What is asked: Echo each of the records that follow, word for word and line for line, with no changes.
* Start *
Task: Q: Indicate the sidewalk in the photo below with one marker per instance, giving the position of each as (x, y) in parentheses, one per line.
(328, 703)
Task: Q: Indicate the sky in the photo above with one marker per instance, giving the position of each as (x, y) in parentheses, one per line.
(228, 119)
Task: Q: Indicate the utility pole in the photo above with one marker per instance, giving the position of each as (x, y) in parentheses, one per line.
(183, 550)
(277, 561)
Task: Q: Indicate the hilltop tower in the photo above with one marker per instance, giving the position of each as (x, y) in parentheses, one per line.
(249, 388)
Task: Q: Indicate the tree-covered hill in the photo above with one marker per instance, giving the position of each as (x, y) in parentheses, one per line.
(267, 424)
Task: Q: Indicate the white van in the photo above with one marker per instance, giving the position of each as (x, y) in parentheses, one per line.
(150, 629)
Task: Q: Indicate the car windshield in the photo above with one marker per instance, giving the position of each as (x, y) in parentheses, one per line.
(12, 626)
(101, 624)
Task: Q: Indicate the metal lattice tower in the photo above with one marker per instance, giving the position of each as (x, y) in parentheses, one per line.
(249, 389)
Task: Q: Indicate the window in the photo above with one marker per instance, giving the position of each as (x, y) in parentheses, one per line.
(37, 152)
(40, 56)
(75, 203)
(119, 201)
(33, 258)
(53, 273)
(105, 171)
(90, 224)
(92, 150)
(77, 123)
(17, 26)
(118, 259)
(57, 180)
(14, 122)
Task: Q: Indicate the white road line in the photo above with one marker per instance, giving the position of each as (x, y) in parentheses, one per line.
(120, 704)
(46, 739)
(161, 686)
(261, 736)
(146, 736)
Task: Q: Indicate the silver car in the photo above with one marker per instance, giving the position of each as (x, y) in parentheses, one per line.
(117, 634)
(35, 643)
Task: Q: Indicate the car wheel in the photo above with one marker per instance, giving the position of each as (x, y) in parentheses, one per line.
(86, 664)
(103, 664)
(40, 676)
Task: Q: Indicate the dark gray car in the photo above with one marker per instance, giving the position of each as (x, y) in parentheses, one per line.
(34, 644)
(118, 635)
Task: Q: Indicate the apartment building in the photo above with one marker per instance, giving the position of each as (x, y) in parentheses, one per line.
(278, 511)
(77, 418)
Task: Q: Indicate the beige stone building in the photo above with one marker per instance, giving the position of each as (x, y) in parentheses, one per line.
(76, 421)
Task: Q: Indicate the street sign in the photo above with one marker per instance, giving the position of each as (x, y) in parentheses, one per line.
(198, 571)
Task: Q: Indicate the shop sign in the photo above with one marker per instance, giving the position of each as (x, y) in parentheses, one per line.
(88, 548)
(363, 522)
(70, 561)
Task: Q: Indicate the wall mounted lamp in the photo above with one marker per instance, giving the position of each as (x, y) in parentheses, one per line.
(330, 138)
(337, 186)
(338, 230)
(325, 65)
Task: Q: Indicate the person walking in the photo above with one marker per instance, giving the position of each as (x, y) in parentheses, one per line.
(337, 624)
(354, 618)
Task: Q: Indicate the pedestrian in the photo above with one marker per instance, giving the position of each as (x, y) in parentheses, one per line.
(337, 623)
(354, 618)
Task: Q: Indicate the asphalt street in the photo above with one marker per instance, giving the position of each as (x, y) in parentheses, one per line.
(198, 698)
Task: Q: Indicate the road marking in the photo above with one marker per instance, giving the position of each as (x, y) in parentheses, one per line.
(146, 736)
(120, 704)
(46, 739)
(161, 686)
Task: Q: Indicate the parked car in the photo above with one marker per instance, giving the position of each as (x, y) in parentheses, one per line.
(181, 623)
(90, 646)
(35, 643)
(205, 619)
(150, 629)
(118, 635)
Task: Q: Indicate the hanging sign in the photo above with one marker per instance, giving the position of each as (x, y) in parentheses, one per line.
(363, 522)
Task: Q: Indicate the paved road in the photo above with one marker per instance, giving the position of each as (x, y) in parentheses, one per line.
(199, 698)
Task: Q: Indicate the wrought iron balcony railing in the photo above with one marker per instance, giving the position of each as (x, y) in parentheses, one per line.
* End *
Response to this task:
Task: Q: Indicate the sidewalk in the photo below with one marker per instance, giving the position of each as (x, y) in parentheses, one per line.
(328, 703)
Task: Q: Indicate the sky in the photo above with one marker per instance, giving the position of each as (x, y) in parentheses, one per line.
(228, 119)
Task: Q: Indicate the utility pole in the photo above with one marker per instance, giving the position of each as (x, y) in parentheses, one per line.
(183, 550)
(277, 561)
Task: Q: Indicate the hilltop tower in the photo above with one marker per instance, giving the position of each as (x, y) in parentheses, one per line.
(249, 388)
Task: Q: Indicate the tree-covered hill in the photo above with one marker per instance, giving the position of each as (x, y) in parentheses, one per line.
(267, 424)
Task: Q: Indicate the white van in the photo above with one marker per instance, giving the position of each as (x, y) in parentheses, one per line.
(150, 629)
Task: Q: Indicate the car windshield in the photo above with one marker per instance, giving the position of each as (x, y) in parentheses, one per line.
(12, 626)
(101, 624)
Task: Q: Indicate the metal lattice tower in the photo above with one marker per instance, giving the position of each as (x, y) in parentheses, one per line.
(249, 389)
Task: Q: Indicate the window in the photo above with one marker per instance, giving the position of each as (x, y) in parentheses, one per line.
(37, 152)
(40, 56)
(75, 203)
(119, 201)
(33, 258)
(53, 273)
(105, 171)
(90, 224)
(92, 150)
(77, 123)
(17, 26)
(118, 259)
(57, 180)
(14, 122)
Task: Q: Indicate the white road line in the photo above with one marker per instance, giving the position of each as (x, y) in parentheses, one per line.
(120, 704)
(46, 739)
(161, 686)
(261, 736)
(146, 736)
Task: Q: Indicate the silver car in the photo above with one marker per instance, giving the position of each as (x, y) in parentheses, one per line.
(117, 634)
(35, 643)
Task: Q: Indicate the car wheel in the photo above with one marker per instance, giving the position of each as (x, y) in parentheses, one per line.
(86, 664)
(103, 664)
(40, 676)
Task: Q: Indicate the dark gray car in the photo above with one marker per instance, giving the position of each as (x, y) in parentheses, one per line.
(34, 644)
(118, 635)
Task: Q: Indicate the apartment building in the photo above with one marker per instance, giving the position of each as (x, y) in parentheses, one per line.
(278, 511)
(77, 418)
Task: Q: Indicate the beige stone building in the photo above with one marker per instance, giving the position of each as (x, y) in parentheses, one per line.
(76, 421)
Task: Q: Indicate the street sign in the photo above with one marker per instance, giving the position of each as (x, y) in parentheses, one per line.
(198, 571)
Task: Q: Indicate the shop sign in the photo above with one marker per instance, giving the position of each as (x, y) in parentheses, one per line.
(88, 548)
(363, 522)
(70, 561)
Task: Q: Indicate the wall mounted lamp in the photo above with one marker per instance, giving the position of each as (x, y) in parentheses, one per line.
(330, 138)
(337, 186)
(338, 230)
(325, 65)
Task: Q: Indicate the person walking in the photo above with one marker per instance, giving the position of each as (x, y) in parentheses, one per line.
(337, 624)
(354, 618)
Task: Q: Indicate the pedestrian in the photo above with one marker per instance, giving the position of each as (x, y) in parentheses, one per line.
(337, 623)
(354, 618)
Task: Q: Indicate the asphalt street in the photo above with one marker per instance, giving the position of each as (x, y) in parentheses, one per line.
(198, 698)
Task: Q: Indicate the road marking in the photo above with one marker per instance, giving the position of each as (x, y) in parentheses, one per line.
(146, 736)
(120, 704)
(46, 739)
(161, 686)
Task: Q: Indicate the parked car in the photo above with one marker per instance, giving the position of each as (x, y) in parentheses, one per line.
(181, 623)
(90, 646)
(35, 643)
(205, 619)
(150, 629)
(118, 635)
Task: Q: Indicate the hanging sign in the photo above with one marker per instance, giving the position of each as (x, y) in parentheses, one per line.
(363, 522)
Task: Q: Indicate the paved road in the photo above with one marker per instance, giving the position of each as (x, y) in parentheses, one per line.
(199, 698)
Task: Q: Indicate the wrought iron balcony railing in the photo above with one marker per instance, giving the position of each as (x, y) in parentheses, one per line.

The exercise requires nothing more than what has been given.